▶ **To be done**
(a) Answer these three questions from the thread excerpt:
(i) Which TC value does it give for the REG subsystem?
(ii) What do the enable and disable commands turn on and off?
(iii) Which check had to be removed for kbd-disable to run?
(b) Reproduce the thread excerpt word for word, between "I think this" and "the keyboard events)", inclusive.

▶ **Excerpt provided**
START

Adding reboot=pci to my kernel cmdline fixed that.

qzed commented 4 years ago

my apologies for this taking some time to get to...

No worries!

here are my findings with the sb3 test script.

setup / teardown don't seem to have any effect.

I think this might only enable events for the REG subsystem (TC=0x21). There are some events from it directly after issuing the command, which looks the same as on the IRPMon log and as mentioned then could be the events currently enabled. Not sure if there are other events being sent. We could maybe try if we can get it to send us the list on command (maybe CID=3 since that's the CID for the event).

enable / disable work (they enable and disable the keyboard events)

kbd-disable is ignored with both 0x01 and 0x02 (I had to remove the len(sys.argv) check to get this to run)

Interesting. So we'll need to add support for the REG system and enable/disable the events via that. The kbd- commands not doing anything indicate that the old way to enable/disable events isn't being used here.

I've also had a look at the Windows driver, and it seems like the old and new event enable/disable commands have, as far as I can tell (unfortunately I'm not a 100% sure here as the CID/TC values seem to be supplied by the caller and not the registry function), mostly the same code path. So that would indicate that the old and new ways don't play together, but the new is a replacement for the old.

END

▶ **Dataset section**
START

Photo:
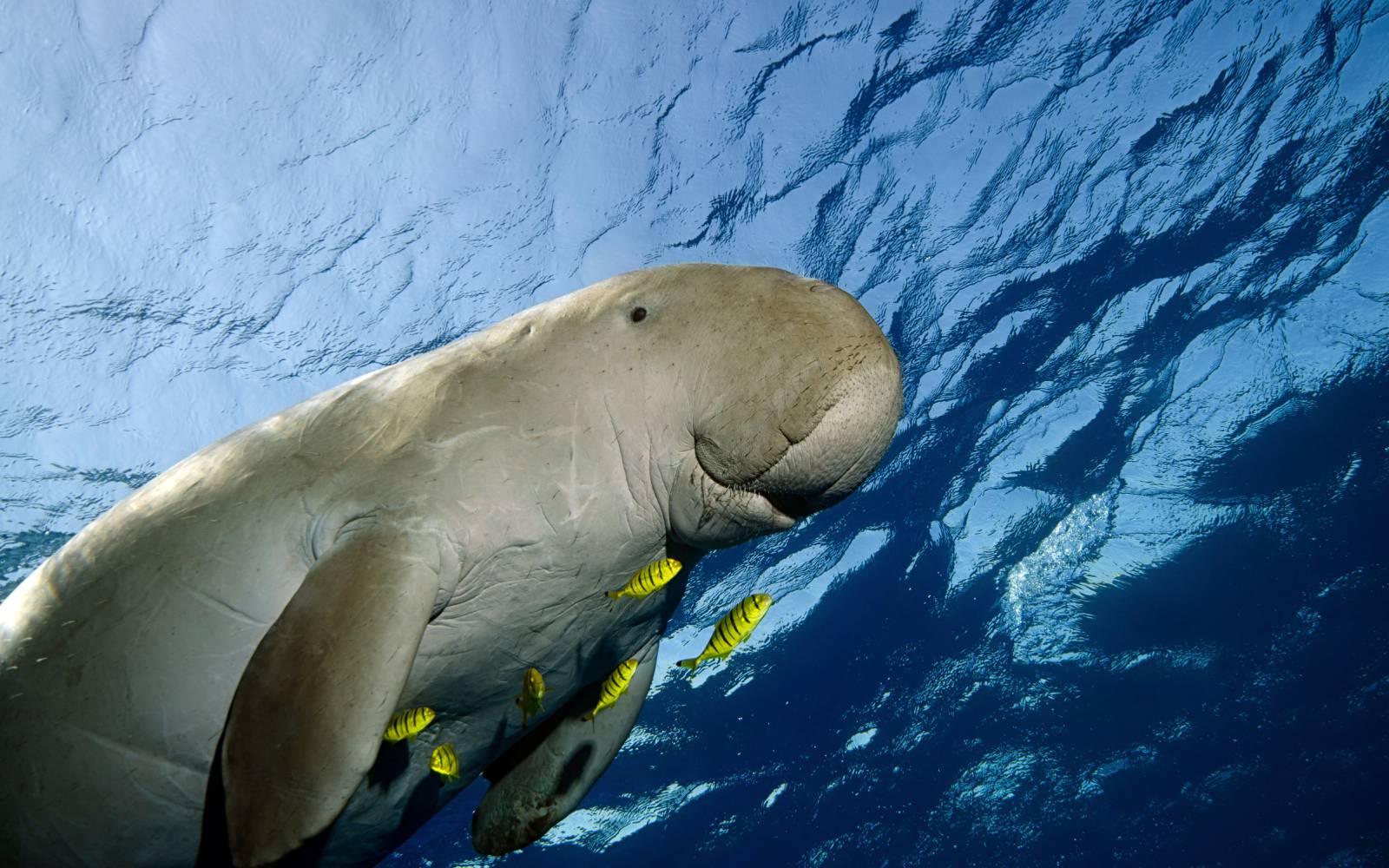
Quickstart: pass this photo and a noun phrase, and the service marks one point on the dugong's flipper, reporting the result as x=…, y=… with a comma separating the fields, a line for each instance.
x=312, y=706
x=539, y=781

END

▶ **Outputs by task**
(a)
(i) 0x21
(ii) The keyboard events
(iii) The len(sys.argv) check

(b)
I think this might only enable events for the REG subsystem (TC=0x21). There are some events from it directly after issuing the command, which looks the same as on the IRPMon log and as mentioned then could be the events currently enabled. Not sure if there are other events being sent. We could maybe try if we can get it to send us the list on command (maybe CID=3 since that's the CID for the event).

enable / disable work (they enable and disable the keyboard events)